## Set task
Reproduce the forum post on vector design in Swift below, word for word.
--- BEGIN Selected text ---
I would like to see a vector design which knows what it's trying to be and more thoroughly embraces one or the other of these precedents. If some parts of its design can't be achieved in Swift 5, the remaining plans should at least be outlined in a "future directions" section.
That's not to say we should blindly copy everything about collections or everything about tuples—a vector isn't an ordinary collection and it isn't an ordinary tuple—but we should consciously try to move the design closer to one of them.
I strongly prefer the
VectorN<Element> design for several reasons.
The first is simply that I believe it will feel more natural. I can't think of another case where we generate types in bulk rather than using a generic representation that would be easily achievable in our current type system. Generics exist specifically to allow types to be composed; why not use them?
The second is surface area. The way the proposal is written obscures the fact that it introduces something like 92 new public types. 53 of those types could be collapsed to something like 28 (assuming matching
VectorN<Element> structs and
VectorizableFloatingPointN protocols) by adopting generics.
The third is extensibility. It would be nice to be able to say things like
Vector3<CGFloat>, but the current design makes that very difficult. I think we could design some sort of forwarding system into the
Vectorizable protocols so that types outside the standard library could be elements of vectors, so long as they can be losslessly converted into an underlying vectorizable type.
--- END Selected text ---
--- BEGIN Information provided ---
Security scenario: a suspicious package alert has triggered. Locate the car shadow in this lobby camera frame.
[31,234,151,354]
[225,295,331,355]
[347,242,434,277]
--- END Information provided ---
## Exercise solution
I would like to see a vector design which knows what it's trying to be and more thoroughly embraces one or the other of these precedents. If some parts of its design can't be achieved in Swift 5, the remaining plans should at least be outlined in a "future directions" section.
That's not to say we should blindly copy everything about collections or everything about tuples—a vector isn't an ordinary collection and it isn't an ordinary tuple—but we should consciously try to move the design closer to one of them.
I strongly prefer the
VectorN<Element> design for several reasons.
The first is simply that I believe it will feel more natural. I can't think of another case where we generate types in bulk rather than using a generic representation that would be easily achievable in our current type system. Generics exist specifically to allow types to be composed; why not use them?
The second is surface area. The way the proposal is written obscures the fact that it introduces something like 92 new public types. 53 of those types could be collapsed to something like 28 (assuming matching
VectorN<Element> structs and
VectorizableFloatingPointN protocols) by adopting generics.
The third is extensibility. It would be nice to be able to say things like
Vector3<CGFloat>, but the current design makes that very difficult. I think we could design some sort of forwarding system into the
Vectorizable protocols so that types outside the standard library could be elements of vectors, so long as they can be losslessly converted into an underlying vectorizable type.